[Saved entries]
*** Block opens ***
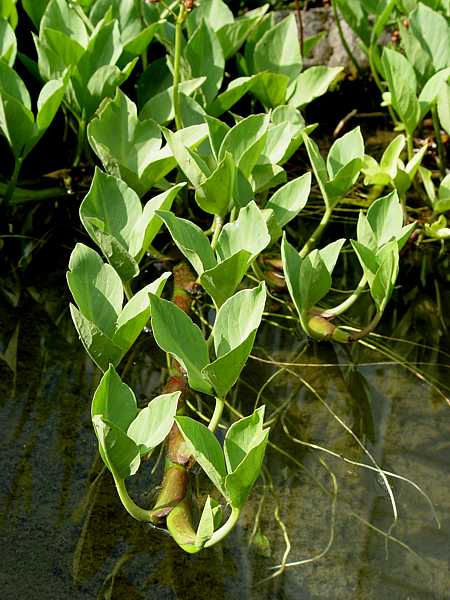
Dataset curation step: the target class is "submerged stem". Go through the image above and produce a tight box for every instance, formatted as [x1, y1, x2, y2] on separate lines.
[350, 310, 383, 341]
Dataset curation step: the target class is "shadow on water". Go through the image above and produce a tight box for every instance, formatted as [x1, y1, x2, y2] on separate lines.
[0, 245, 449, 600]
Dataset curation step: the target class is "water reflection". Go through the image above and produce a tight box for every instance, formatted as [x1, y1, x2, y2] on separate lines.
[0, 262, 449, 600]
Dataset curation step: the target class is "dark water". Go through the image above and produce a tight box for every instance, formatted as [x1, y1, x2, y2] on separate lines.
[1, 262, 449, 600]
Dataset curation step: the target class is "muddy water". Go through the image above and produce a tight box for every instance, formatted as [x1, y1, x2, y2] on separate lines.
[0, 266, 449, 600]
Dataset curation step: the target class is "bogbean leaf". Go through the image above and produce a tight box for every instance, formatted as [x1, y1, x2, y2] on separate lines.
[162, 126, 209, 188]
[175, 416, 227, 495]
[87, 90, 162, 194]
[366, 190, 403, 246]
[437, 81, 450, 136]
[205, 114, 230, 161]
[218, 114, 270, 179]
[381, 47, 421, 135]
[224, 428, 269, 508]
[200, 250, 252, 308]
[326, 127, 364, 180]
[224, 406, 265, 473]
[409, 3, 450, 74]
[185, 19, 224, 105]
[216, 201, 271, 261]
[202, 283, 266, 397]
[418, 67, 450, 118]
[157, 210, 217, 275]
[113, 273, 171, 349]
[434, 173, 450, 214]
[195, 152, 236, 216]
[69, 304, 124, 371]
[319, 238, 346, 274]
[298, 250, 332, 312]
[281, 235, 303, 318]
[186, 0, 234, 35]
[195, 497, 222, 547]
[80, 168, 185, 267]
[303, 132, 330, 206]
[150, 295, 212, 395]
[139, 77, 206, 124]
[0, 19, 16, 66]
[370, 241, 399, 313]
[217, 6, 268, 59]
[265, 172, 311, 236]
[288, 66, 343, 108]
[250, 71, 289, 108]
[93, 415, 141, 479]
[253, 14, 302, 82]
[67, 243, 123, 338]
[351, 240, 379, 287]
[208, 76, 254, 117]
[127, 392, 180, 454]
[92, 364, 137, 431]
*** Block closes ***
*** Block opens ***
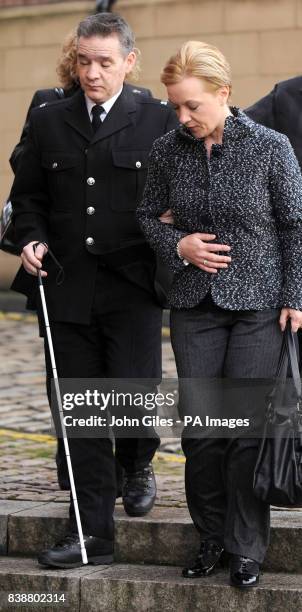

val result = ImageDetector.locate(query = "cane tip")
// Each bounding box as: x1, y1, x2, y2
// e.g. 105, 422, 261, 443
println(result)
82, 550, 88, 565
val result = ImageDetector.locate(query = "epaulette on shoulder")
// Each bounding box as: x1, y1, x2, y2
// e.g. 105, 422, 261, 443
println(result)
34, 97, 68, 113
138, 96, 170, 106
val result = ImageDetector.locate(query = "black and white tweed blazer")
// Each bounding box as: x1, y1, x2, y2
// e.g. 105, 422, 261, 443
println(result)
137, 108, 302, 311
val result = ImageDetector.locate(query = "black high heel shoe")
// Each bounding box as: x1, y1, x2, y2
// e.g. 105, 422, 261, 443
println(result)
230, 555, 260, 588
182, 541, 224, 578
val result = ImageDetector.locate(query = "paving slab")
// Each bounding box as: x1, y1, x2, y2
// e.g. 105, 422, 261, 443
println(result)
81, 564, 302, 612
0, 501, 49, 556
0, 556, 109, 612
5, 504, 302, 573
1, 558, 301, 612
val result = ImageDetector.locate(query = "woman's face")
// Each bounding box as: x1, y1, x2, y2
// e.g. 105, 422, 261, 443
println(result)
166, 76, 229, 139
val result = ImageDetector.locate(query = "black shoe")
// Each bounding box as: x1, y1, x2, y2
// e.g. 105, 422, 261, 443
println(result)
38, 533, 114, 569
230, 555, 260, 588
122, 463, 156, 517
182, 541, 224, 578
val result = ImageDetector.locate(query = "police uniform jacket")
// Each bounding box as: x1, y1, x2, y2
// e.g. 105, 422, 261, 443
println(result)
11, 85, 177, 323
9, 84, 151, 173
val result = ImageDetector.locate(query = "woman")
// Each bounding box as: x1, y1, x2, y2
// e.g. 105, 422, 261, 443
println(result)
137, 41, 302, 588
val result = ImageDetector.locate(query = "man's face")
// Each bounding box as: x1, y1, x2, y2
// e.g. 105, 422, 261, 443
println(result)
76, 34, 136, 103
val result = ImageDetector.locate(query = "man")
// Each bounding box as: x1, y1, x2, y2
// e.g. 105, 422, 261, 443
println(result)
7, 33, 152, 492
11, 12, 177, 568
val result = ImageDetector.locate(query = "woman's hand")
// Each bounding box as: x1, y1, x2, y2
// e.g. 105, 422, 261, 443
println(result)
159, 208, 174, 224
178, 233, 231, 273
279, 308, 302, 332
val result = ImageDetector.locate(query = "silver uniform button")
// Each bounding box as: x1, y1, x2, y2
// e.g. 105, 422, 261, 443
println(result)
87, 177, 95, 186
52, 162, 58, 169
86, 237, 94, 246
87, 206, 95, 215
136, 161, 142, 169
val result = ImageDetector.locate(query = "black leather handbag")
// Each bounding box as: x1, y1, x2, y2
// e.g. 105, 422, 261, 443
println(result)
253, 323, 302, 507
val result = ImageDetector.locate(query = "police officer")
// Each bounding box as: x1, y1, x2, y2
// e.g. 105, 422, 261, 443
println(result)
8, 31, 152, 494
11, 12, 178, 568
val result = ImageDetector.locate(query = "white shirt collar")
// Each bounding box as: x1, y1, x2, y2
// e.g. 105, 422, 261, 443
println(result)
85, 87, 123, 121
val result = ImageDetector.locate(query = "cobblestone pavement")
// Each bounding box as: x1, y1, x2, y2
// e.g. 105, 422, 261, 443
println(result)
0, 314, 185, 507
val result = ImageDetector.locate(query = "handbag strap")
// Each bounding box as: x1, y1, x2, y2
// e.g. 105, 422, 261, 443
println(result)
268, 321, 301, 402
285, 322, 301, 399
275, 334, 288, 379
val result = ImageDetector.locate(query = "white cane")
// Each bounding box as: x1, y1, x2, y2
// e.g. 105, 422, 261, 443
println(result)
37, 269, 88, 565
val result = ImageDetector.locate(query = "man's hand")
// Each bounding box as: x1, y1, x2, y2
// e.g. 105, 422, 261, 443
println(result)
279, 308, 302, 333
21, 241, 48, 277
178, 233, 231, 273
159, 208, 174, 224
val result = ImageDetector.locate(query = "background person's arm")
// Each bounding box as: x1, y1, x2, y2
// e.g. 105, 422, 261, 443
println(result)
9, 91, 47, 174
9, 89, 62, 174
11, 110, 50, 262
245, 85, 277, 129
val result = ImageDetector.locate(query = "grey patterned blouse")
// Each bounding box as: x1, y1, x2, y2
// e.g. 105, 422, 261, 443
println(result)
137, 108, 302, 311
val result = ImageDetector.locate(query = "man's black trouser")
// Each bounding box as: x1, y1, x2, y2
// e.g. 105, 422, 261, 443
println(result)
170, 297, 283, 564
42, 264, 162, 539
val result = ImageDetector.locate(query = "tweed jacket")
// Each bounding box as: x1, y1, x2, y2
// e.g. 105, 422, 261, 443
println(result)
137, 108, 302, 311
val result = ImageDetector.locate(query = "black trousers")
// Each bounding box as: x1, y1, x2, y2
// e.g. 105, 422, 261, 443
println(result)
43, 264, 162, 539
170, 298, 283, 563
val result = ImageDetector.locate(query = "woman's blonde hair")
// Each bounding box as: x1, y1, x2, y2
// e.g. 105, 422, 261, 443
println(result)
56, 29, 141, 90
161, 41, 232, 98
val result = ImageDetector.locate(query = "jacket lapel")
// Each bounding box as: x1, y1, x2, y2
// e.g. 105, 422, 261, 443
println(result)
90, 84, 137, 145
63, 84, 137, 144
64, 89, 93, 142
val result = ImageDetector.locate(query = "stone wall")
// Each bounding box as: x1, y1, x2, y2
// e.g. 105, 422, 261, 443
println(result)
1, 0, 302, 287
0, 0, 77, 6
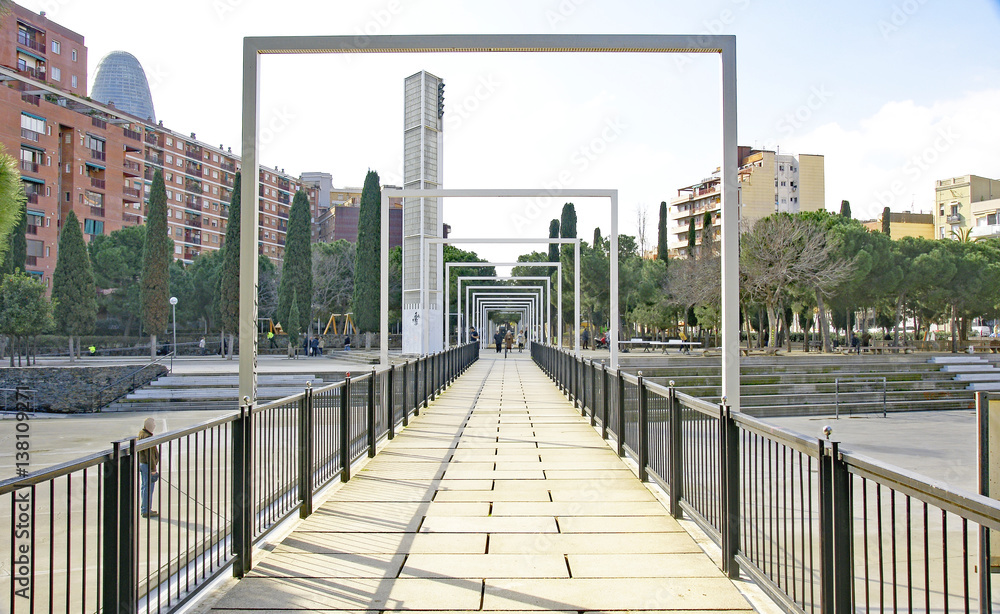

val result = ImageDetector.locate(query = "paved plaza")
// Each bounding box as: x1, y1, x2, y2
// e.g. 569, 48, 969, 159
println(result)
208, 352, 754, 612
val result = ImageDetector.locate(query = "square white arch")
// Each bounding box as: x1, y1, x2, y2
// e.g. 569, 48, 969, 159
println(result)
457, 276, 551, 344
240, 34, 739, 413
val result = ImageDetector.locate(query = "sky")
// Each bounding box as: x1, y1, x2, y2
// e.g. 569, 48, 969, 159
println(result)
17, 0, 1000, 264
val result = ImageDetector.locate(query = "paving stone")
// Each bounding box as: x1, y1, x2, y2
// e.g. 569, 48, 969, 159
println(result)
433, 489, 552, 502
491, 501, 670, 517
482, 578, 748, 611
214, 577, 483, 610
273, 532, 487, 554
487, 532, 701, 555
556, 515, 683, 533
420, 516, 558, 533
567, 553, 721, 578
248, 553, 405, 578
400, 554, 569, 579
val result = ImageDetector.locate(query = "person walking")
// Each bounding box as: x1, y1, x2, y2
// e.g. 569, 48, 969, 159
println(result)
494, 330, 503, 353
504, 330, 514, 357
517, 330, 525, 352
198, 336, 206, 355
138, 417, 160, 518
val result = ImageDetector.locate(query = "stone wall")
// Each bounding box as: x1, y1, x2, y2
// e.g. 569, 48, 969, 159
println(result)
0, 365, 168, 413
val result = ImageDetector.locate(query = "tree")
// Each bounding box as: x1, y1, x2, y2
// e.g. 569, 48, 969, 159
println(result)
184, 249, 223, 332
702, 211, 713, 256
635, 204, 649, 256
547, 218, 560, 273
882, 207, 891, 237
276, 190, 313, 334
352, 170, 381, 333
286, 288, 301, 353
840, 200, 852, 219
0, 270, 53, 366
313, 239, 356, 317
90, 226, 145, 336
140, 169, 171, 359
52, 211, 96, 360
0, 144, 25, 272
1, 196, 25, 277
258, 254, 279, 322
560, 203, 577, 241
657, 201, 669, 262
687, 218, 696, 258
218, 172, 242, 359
*** Block closes ***
== What the exercise asks ==
In the entries above, find each line with the word "white" and copy it.

== Answer box ==
val result = ImageDetector.locate(query = "black and white tweed blazer")
val result = ImageDetector.locate(query = "white shirt collar")
val result = ImageDetector.locate(query = "white cane")
val result = ImageDetector.locate(query = "square white arch")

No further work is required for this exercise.